Last Updated on September 20, 2023
Last Updated on September 20, 2023
With a lively atmosphere and eclectic mix of restaurants, shops, and activities, Asheville is one of our favorite cities in the state. We’ve visited this Western NC city many times, and one neighborhood that always catches our eye is the Asheville River Arts District, known locally as RAD.
RAD is Asheville’s creative outlet located just minutes from downtown. Galleries and artisan shops line the street, inviting artists and visitors alike to soak in the magic of the district.
If you’re visiting Asheville, consider adding a day at the River Arts District to your itinerary! This mystical neighborhood has wonderful galleries and studios where you can watch artists at work and shop for art pieces, eat at flavorful restaurants, and enjoy great views of the flowing French Broad River.
We loved all our trips to the River Arts District and think you will, too! If you’re interested in visiting, this guide will help you plan your trip. Here’s how the guide is organized:
- Where is the Asheville River Arts District?
- History of RAD
- Events in RAD
- Galleries and Studios
- Artists in RAD
- Places to Eat in RAD
- Things to Do near the Asheville River Arts District
Skip ahead to any section, or keep reading about RAD’s location and its history!
Where is the Asheville NC River Arts District?
The River Arts District is slightly southwest of downtown Asheville, North Carolina. The western boundary of RAD borders a two-mile stretch of the French Broad River, one of the five oldest rivers in the world at around 320-340 million years old.
New Belgium Brewing is one of our favorite spots to watch the river on nice days. If you have a favorite place to relax and watch the scenery, let us know about it!
History of the Asheville River Arts District
Before we dig into things to do in RAD, it’s important to understand the area’s history.
- This district of Asheville has a long history dating back to Indigenous Cherokee populations. The banks of the French Broad River were home to the Cherokee for generations before European settlers arrived.
- Over the next few centuries, Asheville grew as a metropolitan area as European settlers flowed in.
- In the 1800s, the railroad brought industry to what is now the River Arts District, as the crossroads between the railroad and river facilitated the growth of buildings, farms, and factories.
- However, after a 1916 flood, this once thriving industrial hub became abandoned as businesses were forced to close and move locations.
- The first artists began to move to RAD in 1985, jumpstarting a creative revitalization. The industrial mills and buildings were converted into vivid galleries, bright buildings, and a haven for artists and artist-lovers alike.
- Over 270 artists now reside in the over 20 historical buildings that make up this district, many of whose work is displayed for the public.

## RAW RECORDS

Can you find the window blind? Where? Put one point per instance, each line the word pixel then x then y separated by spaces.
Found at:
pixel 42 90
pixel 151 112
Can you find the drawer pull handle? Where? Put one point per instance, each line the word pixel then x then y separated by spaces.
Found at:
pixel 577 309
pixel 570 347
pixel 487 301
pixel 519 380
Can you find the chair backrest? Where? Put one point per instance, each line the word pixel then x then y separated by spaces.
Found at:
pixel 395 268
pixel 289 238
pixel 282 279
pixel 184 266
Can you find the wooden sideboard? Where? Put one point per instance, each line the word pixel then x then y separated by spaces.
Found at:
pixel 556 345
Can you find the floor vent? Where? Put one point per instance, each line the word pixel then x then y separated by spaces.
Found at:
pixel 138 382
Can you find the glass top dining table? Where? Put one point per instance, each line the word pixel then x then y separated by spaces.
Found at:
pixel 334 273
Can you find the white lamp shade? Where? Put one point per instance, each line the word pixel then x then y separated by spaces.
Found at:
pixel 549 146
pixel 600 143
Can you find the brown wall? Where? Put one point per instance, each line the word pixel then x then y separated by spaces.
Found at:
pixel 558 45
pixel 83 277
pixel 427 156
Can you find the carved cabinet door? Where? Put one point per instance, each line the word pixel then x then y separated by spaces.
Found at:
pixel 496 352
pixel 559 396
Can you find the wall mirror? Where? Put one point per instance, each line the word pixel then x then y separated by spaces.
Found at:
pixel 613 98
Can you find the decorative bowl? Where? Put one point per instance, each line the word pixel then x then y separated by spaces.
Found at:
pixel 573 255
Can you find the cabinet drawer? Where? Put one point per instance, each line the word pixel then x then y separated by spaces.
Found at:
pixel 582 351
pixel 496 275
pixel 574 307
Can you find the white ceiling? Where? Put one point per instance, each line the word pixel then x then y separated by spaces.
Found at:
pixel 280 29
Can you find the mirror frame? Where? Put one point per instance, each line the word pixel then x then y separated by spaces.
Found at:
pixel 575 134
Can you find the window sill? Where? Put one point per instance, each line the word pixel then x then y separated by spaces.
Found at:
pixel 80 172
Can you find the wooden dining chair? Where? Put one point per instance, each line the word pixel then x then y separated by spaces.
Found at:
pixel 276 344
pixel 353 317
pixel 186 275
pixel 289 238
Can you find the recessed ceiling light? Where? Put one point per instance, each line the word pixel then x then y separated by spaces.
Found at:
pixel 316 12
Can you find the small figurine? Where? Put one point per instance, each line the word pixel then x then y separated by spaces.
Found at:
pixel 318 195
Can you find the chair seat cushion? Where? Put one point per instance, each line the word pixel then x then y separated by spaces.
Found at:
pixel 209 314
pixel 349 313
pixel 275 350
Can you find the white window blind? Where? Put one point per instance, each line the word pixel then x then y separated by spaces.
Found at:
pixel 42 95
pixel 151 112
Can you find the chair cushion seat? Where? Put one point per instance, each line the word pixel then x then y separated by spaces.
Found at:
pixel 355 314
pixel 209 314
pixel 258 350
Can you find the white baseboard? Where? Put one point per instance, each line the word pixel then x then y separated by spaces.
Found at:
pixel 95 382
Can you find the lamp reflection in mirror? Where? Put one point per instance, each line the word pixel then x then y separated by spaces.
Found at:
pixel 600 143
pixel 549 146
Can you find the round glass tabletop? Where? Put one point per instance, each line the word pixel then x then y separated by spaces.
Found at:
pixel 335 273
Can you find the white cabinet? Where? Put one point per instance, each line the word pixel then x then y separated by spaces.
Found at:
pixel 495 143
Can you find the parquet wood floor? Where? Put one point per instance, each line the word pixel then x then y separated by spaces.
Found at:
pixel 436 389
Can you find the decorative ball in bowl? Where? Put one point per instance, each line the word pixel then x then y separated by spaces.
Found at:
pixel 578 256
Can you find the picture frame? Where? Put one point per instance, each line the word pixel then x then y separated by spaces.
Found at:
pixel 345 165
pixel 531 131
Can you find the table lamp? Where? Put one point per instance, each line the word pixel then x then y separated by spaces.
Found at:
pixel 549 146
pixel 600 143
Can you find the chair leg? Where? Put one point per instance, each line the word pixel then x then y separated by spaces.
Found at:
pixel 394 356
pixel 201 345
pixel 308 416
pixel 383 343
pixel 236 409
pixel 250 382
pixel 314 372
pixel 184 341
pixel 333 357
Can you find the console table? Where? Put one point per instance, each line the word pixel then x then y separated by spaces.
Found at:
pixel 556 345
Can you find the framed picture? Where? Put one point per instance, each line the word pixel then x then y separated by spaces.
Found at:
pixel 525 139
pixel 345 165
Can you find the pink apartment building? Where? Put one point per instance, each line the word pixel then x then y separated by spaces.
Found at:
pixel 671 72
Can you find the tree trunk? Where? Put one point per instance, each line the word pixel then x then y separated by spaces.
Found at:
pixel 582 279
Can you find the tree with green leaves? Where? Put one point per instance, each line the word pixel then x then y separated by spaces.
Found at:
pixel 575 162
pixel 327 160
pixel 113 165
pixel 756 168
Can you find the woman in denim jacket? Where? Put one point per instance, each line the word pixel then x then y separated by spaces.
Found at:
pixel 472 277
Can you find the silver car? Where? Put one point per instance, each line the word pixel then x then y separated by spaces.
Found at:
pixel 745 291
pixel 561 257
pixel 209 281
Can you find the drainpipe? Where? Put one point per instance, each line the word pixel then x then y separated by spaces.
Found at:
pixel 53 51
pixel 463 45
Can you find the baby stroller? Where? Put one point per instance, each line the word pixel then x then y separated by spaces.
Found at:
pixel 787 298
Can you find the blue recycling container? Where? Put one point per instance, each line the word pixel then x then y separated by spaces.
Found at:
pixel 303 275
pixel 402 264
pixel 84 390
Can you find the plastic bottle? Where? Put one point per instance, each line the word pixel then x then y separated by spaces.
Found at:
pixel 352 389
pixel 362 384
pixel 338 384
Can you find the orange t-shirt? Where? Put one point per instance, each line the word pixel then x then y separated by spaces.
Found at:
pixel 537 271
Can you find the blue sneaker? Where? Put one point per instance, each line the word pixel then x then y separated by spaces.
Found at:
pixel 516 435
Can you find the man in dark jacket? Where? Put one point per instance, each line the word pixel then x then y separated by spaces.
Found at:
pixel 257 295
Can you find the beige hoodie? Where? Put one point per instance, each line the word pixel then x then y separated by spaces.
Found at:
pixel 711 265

## EXERCISE REQUIREMENTS
• 1. In the guide to Asheville's River Arts District, in what year did the first artists begin moving to RAD?
• 2. Pick up the guide to Asheville's River Arts District after its final sentence and keep writing it.

## RESPONSES PER TASK
• 1. 1985

• 2.
Events in RAD
With so many creative minds nearby, it’s no surprise that the events in the River Arts District are always imaginative and colorful.
- Uncommon Market (Multiple Times of Year): The Uncommon Market is Asheville’s largest pop-up market with a curated collection of antiques, art, jewelry, crafts, and more. The Market occurs periodically throughout the year, including a summer extravaganza in August, Sunday markets in the fall, and a holiday market.
- Second Saturdays (Every Month): On the second Saturday of each month, the River Arts District hosts district-wide gallery walks complete with art displays, live music, vendors, and more. Various artists flock to the streets to conduct demonstrations of their work and art styles. It’s a lively event that takes over the entire neighborhood.
- Studio Stroll: May and November bring the bi-annual anticipated Studio Stroll events, two weekends when the district comes to life. It’s essentially a large self-guided tour of RAD, but it’s the best time of year to interact with all the artists here!
Things to Do in the Asheville River Arts District This Weekend (and All Year!)
Those events are worth a spot on your annual calendar. Here are some things to do in the River Arts District throughout the year.
- Guided Tours
- Galleries and Studios
When we first visited RAD many years ago, we were able to take a guided tour led by John Almaguer. He founded Asheville Art Experience after noticing a need for a service to help visitors experience the River Arts District.
We greatly enjoyed our tour experience and still recommend it as one of the best ways to explore RAD, especially if you are overwhelmed with all the galleries and art options.
Asheville Art Experience offers both standardized and customized art tours around the district. You’ll gain an insider’s perspective of RAD by meeting artists, watching them work, and even trying their hand at some art forms!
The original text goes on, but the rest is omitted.